▸ Coordinate annotation records
>>>>

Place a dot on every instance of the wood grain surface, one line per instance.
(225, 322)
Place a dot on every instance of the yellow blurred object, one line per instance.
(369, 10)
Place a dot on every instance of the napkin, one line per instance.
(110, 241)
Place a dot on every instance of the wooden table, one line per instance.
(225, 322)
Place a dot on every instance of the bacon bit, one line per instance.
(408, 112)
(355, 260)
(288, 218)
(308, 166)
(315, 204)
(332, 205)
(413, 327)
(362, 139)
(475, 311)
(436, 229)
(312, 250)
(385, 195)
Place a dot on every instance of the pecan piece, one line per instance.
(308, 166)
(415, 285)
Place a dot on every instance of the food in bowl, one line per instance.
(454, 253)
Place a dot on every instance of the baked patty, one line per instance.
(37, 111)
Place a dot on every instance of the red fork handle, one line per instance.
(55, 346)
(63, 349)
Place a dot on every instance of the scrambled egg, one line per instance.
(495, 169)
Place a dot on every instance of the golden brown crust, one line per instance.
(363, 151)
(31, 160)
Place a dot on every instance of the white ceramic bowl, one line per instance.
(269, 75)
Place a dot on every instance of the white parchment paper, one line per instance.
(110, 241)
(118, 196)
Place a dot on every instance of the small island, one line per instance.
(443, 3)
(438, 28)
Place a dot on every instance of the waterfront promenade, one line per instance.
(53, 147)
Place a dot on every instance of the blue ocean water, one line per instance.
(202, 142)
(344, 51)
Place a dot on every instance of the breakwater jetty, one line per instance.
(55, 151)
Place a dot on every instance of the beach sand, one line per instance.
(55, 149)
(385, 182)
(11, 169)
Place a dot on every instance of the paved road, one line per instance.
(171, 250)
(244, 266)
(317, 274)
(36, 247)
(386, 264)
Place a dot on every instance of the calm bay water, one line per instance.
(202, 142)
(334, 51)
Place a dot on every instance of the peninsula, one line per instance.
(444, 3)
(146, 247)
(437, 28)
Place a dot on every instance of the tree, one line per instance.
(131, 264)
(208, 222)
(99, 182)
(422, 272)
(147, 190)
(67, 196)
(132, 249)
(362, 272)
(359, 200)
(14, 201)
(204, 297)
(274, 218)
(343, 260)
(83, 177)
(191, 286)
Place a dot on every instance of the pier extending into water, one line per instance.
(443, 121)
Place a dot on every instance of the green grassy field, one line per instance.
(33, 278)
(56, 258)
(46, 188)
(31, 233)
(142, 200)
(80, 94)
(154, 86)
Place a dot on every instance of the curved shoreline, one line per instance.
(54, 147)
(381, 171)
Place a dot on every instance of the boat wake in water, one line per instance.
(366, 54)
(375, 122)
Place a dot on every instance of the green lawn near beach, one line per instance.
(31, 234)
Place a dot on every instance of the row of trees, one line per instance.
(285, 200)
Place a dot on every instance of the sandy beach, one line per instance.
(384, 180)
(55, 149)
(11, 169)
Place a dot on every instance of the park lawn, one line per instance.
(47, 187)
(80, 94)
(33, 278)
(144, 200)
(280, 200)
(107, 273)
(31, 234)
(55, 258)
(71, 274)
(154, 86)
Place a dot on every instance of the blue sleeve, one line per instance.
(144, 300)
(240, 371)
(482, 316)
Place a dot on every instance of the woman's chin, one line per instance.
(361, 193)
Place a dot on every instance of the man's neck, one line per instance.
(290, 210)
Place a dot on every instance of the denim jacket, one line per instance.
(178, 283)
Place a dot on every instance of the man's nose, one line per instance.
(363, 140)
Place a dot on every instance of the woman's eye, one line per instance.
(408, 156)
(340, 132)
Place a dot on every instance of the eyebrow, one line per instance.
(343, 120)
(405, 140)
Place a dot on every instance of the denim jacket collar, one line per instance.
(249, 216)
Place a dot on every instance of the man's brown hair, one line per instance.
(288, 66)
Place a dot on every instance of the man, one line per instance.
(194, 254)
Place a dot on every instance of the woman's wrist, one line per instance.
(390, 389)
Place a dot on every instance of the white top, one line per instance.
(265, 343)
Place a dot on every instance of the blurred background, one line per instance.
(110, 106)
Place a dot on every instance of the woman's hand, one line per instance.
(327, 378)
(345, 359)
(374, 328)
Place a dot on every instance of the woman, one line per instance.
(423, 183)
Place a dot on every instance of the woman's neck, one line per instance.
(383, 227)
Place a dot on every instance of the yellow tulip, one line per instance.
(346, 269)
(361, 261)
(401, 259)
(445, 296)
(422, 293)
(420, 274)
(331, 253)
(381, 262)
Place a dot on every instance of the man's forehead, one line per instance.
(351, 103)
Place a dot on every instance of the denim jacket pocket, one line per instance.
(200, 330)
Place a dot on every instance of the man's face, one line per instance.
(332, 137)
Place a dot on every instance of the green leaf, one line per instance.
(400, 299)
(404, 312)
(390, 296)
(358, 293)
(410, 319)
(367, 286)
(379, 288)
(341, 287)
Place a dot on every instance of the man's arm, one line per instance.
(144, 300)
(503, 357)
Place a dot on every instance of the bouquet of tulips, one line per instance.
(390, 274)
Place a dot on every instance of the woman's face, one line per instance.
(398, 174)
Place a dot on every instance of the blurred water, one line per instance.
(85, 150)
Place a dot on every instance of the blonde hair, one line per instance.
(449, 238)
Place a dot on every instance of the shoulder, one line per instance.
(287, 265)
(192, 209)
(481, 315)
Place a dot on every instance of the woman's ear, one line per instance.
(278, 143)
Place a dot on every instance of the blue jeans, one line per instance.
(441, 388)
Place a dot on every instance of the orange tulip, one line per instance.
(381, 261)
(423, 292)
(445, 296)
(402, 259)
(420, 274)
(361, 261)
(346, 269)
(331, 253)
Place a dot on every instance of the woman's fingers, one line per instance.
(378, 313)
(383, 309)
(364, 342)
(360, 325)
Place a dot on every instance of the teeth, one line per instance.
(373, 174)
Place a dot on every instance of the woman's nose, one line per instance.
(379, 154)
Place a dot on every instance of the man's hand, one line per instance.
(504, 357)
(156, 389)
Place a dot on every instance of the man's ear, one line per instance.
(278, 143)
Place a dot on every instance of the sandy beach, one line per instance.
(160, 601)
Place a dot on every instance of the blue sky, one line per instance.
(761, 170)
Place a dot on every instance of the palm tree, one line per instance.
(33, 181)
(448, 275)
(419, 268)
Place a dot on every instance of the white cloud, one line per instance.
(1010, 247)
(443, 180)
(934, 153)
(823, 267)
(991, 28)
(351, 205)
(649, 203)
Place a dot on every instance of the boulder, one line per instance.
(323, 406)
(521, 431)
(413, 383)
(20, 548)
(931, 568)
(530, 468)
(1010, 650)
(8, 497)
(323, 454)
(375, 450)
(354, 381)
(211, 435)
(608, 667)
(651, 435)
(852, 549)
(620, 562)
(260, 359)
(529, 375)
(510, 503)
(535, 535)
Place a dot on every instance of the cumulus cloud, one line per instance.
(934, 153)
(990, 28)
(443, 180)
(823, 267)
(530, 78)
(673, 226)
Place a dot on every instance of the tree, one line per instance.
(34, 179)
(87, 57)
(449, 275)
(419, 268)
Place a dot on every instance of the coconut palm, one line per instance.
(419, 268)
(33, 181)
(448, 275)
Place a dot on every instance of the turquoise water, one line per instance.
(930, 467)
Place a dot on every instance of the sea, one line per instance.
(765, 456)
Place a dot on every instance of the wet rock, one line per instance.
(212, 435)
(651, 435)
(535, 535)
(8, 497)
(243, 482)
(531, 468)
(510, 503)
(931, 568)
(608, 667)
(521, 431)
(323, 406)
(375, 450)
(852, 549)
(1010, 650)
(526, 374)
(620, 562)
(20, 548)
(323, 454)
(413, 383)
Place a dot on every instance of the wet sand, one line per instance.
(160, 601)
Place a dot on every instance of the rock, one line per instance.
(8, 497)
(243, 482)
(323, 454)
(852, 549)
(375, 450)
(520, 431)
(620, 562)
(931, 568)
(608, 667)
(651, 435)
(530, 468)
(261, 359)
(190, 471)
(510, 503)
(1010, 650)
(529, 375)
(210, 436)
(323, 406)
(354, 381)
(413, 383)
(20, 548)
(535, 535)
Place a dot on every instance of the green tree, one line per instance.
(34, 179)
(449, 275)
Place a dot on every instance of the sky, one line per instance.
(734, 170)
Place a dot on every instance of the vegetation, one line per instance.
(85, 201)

<<<<

▸ Task brief
Can you scale the data from the line with "Place a dot on every instance of the green tree, one" up to and including the final line, repeating every line with the requests kept as they are, but with each coordinate in the answers multiplied by 0.6 and rounded to a whole number (halves rounded up)? Give only those lines.

▸ Written response
Place a dot on every instance of the green tree, one line per instance.
(20, 107)
(269, 165)
Place a dot on every instance of the sky, one line per instance.
(440, 102)
Place a dot on every instance of the vegetation, one line per instance.
(51, 121)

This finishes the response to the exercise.